(Text segment Opens)
Feds support project to track species in decline
HARRISBURG – The U.S. Fish and Wildlife Service has agreed to support a proposal for further expansion of the Motus Wildlife Tracking System in Pennsylvania and four other states to monitor eight migratory species of greatest conservation and other wildlife.
The Pennsylvania Game Commission will lead a team involving the Maryland Department of Natural Resources, Northeast Motus Collaboration and other partnering organizations to collect life-cycle information of seven migratory birds and one bat that have been in serious declines for at least years, and in some cases, decades.
The Northeast Motus Collaboration is a partnership of the Willistown Conservation Trust, Ned Smith Center for Nature and Art, Project Owlnet and the Carnegie Museum of Natural History’s Powdermill Nature Reserve. The collaboration is housed under the Motus Wildlife Tracking System, established in 2013 by Bird Studies Canada. The network currently tracks wildlife from more than 500 stations around the world.
The USFWS is providing $497,929 to help underwrite this wildlife surveillance, which tracks migrating animals with nanotags – radio transmitters so small, they can be fitted to monarch butterflies. Collaboration member organizations and others are providing more than $225,000 to meet federal matching funding requirements.
The Pennsylvania species being targeted by this fieldwork are Swainson’s thrush, wood thrush, blackpoll warblers, Canada warblers, rusty blackbirds, American woodcock and northern long-eared bats. Other priority species, such as New England’s Bicknell’s thrush, also are targeted by this research.
“This project embodies contemporary wildlife conservation: state and federal government agencies working with private conservation organizations and universities to help species that demand more attention than traditional wildlife management can provide,” explained Game Commission Executive Director Bryan Burhans. “The agency is indebted to partner organizations, such as the Willistown Conservation Trust and the Ned Smith Center for Nature and Art, for their commitment to wildlife. Today, conservation counts on partners more than ever before.”
Nanotags are the innovation that makes this research possible. They weigh as little as one-eighth the weight of a penny and can accomplish what much heavier telemetry gear couldn’t do as recently as 10 years ago. Almost overnight they have helped strengthen the science used in wildlife conservation.
Nanotags transmit a signal that can reach out about 10 miles. This project aims to provide more receiver stations to collect those nanotag transmissions. Currently, there are more than 40 in Pennsylvania. The expectation is that about 12 more receiving stations would be added under this proposal.
“Pennsylvania already is well equipped with receiving stations in western and southern counties,” explained Dan Brauning, who supervises the Game Commission’s Wildlife Diversity Division. “Clusters of new receiver stations will be established on the Pocono Plateau, as well as across the northern tier, and along the Kittatinny Ridge/South Mountain system.”
(Text segment Closes)
(Study material Opens)
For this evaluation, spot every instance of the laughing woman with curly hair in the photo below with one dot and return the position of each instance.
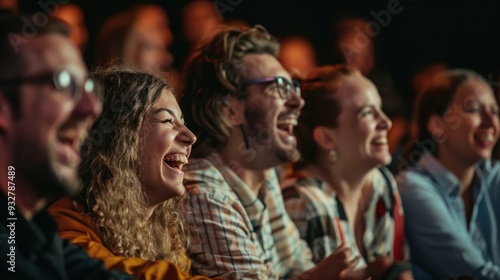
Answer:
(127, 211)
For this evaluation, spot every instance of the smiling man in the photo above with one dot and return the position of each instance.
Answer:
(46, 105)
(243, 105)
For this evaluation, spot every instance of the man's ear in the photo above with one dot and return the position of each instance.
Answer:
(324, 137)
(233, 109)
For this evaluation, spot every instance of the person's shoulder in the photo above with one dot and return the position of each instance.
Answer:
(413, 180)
(Study material Closes)
(Study material Opens)
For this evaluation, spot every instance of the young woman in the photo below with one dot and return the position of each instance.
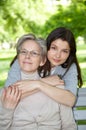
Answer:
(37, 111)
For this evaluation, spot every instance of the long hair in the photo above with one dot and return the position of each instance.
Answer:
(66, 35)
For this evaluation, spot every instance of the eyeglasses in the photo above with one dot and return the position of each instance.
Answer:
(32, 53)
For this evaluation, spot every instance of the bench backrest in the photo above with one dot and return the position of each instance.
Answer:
(Study material Closes)
What the exercise asks: Continue the article about the Motus wildlife tracking project, starting right after its last paragraph.

Answer box:
But this proposal covers more than Pennsylvania. It will work to establish more receiving stations in four other states: New York, Maryland, New Jersey and Delaware.
Receiver stations already are collecting information that has been pondered by ornithologists and bat biologists since the dawn of American wildlife conservation. Soon, they will know more about the specifics of migration than ever before.
“Riding on the back of a migrating bird is the best way to collect migration information,” Brauning noted. “And now nanotag transmitters can do that. It’s like a new chapter in migratory bird behavior opening before us, and we all are eager to see what those transmitters continue to detect.”
Other objectives of the telemetry surveillance project include:
Northern long-eared bats will be tagged at a Centre County maternity colony and tracked to establish their migratory routes and use of hibernacula during the summer and winter of 2019.
American woodcock and wood thrushes, captured at banding stations and rescued from window collisions will be tagged and their movements and survival will be tracked.
Swainson’s thrushes will be tagged to measure their migratory movements and use of hemlock habitat in Forest and Warren counties with an aim to protect critical thrush habitat.
Overall, the project intends to shed more details on bird migration routes, timing, even post-breeding dispersal movements. It also has the potential to provide life-cycle data that would help protect currently unrecognized important habitat, such as high-use migratory stop-overs.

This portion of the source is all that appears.